▶ [Provided information]
+++

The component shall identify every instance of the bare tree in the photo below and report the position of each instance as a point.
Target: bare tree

+++

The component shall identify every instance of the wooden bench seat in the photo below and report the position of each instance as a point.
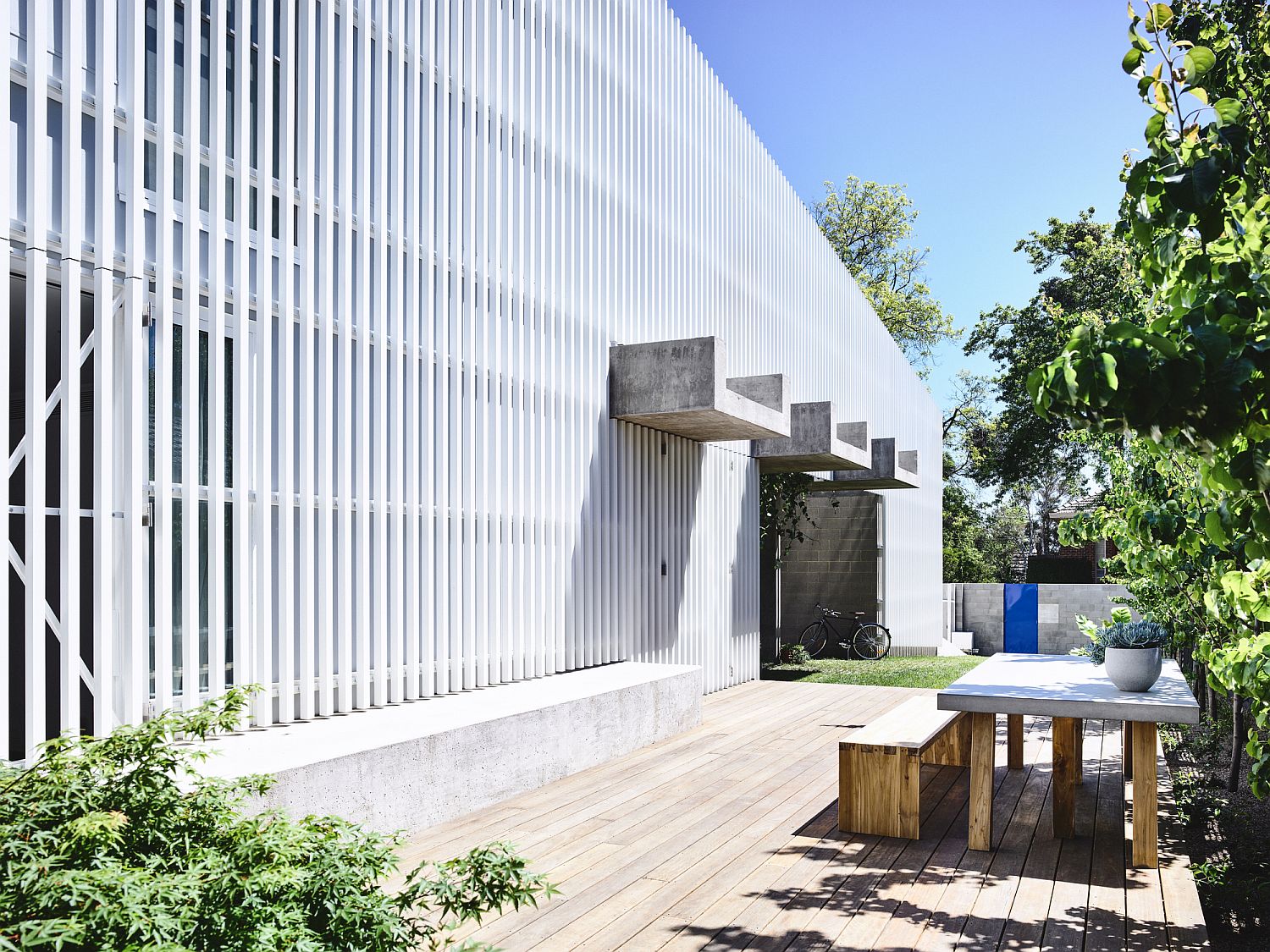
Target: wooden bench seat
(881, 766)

+++

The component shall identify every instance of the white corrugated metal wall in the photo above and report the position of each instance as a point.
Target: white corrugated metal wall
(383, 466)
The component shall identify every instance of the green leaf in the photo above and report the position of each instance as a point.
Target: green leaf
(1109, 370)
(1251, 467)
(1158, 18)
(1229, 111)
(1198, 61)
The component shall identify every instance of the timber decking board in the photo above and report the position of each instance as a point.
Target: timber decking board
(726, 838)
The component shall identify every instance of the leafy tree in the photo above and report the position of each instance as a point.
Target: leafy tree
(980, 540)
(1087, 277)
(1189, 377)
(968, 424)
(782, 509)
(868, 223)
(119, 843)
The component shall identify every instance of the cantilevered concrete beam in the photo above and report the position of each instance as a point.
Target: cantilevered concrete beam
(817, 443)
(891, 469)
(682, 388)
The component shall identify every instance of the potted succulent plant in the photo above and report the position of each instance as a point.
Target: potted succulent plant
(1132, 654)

+++

▶ [The task] Looking at the data above, return every line from the one with "The component shall identify every instance of the bare" down to the one with "Target: bare tree", exactly and inclusively.

▶ [Completed task]
The component shall identify every instance of the bare tree in the photo below and report the position of each instance as a point.
Target: bare tree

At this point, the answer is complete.